──────── Text provided
Drugstore in Corydon, Indiana, US

Butt Drugs was a drugstore in Corydon, Indiana, United States. Founded in 1952 by William H. Butt, the store operated until 2023. Butt Drugs was known for its unusual name, soda fountain, and service. The store gained further attention in 2010 when it was the subject of a commercial by YouTube personalities Rhett & Link. After years of declining sales, the store was shuttered in 2023.

==History==
William H. Butt founded the drugstore, originally known as William H. Butt Drugs and later as Butt Rexall, in 1952. It was located at 115 East Chestnut Street in downtown Corydon, Indiana. By 1998, the pharmacy was franchised as Valu-Rite and had just completed a renovation. William Butt sold the store to his granddaughter Katie Butt Beckort in 2001; she had been an employee of the store for several years prior.

The drugstore was noted as a local attraction in Corydon, due in part to its unique name. It also retained an operational soda fountain and offered 35-cent cups of coffee for patrons. Additionally, the store offered curb-side service to deliver prescriptions to customers' vehicles. A 2019 article published by WCPO stated that the store was known for its "priority on family friendly service" and was considered an integral part of the community. Its owners sold merchandise playing on the company name, such as T-shirts reading "I love Butt Drugs" and fanny packs, both of which were also sold online. The owners made further puns on the name by naming their liquor department Butt Liquors and advertising free parking in the rear.

In 2010, YouTube personalities Rhett & Link gave the store further attention when, as part of a project to film commercials for small local businesses, they recorded one for Butt Drugs. The commercial features the two singing a jingle about the store over footage of employees and customers. The two were recommended the business by a fan, and thought the recommendation was a joke until they visited Corydon and considered the business suitable for a commercial. Employees of Butt Drugs noted that sales of T-shirts for the store increased greatly after Rhett & Link's commercial became a viral video. The commercial was also shared on The Ellen DeGeneres Show and by Howard Stern.

Despite the popularity from this commercial, the store continued to decline in profitability for many years, ultimately closing in May 2023. Customers' prescriptions were transferred to the town's CVS. After the store's closing, the soda fountain was reinstalled at 1819 General Store in nearby Elizabeth, Indiana.
────────────────
──────── Provided material
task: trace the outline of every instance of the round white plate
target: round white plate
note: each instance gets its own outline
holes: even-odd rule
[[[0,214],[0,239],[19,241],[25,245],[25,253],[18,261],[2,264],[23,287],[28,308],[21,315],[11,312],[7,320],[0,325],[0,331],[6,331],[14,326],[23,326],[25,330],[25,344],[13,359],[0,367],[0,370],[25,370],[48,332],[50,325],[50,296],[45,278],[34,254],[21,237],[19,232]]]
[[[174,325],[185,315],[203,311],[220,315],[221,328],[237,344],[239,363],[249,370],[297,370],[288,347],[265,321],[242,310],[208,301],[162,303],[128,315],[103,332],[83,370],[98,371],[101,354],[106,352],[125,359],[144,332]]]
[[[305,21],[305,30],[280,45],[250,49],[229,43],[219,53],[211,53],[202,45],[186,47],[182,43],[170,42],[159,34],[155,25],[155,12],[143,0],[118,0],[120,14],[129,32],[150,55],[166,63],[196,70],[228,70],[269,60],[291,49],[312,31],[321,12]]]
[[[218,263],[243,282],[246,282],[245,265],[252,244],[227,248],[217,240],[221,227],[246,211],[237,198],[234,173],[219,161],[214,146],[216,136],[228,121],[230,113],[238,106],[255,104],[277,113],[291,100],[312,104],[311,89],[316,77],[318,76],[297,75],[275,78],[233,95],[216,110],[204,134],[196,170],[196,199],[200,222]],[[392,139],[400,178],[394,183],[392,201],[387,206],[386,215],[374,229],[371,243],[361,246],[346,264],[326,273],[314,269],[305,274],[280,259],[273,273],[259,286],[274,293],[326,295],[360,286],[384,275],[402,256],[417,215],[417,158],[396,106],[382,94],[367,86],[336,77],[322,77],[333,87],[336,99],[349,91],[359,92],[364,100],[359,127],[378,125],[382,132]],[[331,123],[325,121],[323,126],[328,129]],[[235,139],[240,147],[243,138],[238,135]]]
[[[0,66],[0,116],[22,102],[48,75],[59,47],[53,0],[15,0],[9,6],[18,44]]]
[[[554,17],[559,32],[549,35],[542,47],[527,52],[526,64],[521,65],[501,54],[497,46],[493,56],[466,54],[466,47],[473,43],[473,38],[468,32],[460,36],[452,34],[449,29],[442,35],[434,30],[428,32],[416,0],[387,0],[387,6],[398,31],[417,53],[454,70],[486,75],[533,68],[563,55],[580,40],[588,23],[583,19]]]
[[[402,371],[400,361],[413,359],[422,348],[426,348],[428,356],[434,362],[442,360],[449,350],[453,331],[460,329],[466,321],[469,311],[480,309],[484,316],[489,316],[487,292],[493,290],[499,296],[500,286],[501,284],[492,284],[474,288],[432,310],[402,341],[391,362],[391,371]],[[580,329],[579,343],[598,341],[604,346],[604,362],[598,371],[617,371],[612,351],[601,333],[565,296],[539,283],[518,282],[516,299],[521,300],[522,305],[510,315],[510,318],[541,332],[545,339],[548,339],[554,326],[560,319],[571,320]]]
────────────────
» Exercise set:
**A.** Write out the portion of the Butt Drugs text between "Drugstore in Corydon, Indiana, US" and "shuttered in 2023.", inclusive.
**B.** Translate this sentence from the Butt Drugs text into Spanish: "Customers' prescriptions were transferred to the town's CVS."
**C.** Answer these questions using the Butt Drugs text.
(i) At what street address was the store located?
(ii) How much did a cup of coffee cost at the store?
(iii) In what month and year did the store close?
None of the records is needed for the tasks.

» Task answers:
**A.**
Drugstore in Corydon, Indiana, US

Butt Drugs was a drugstore in Corydon, Indiana, United States. Founded in 1952 by William H. Butt, the store operated until 2023. Butt Drugs was known for its unusual name, soda fountain, and service. The store gained further attention in 2010 when it was the subject of a commercial by YouTube personalities Rhett & Link. After years of declining sales, the store was shuttered in 2023.

**B.** Las recetas de los clientes se transfirieron al CVS del pueblo.

**C.**
(i) 115 East Chestnut Street in downtown Corydon, Indiana
(ii) 35 cents
(iii) May 2023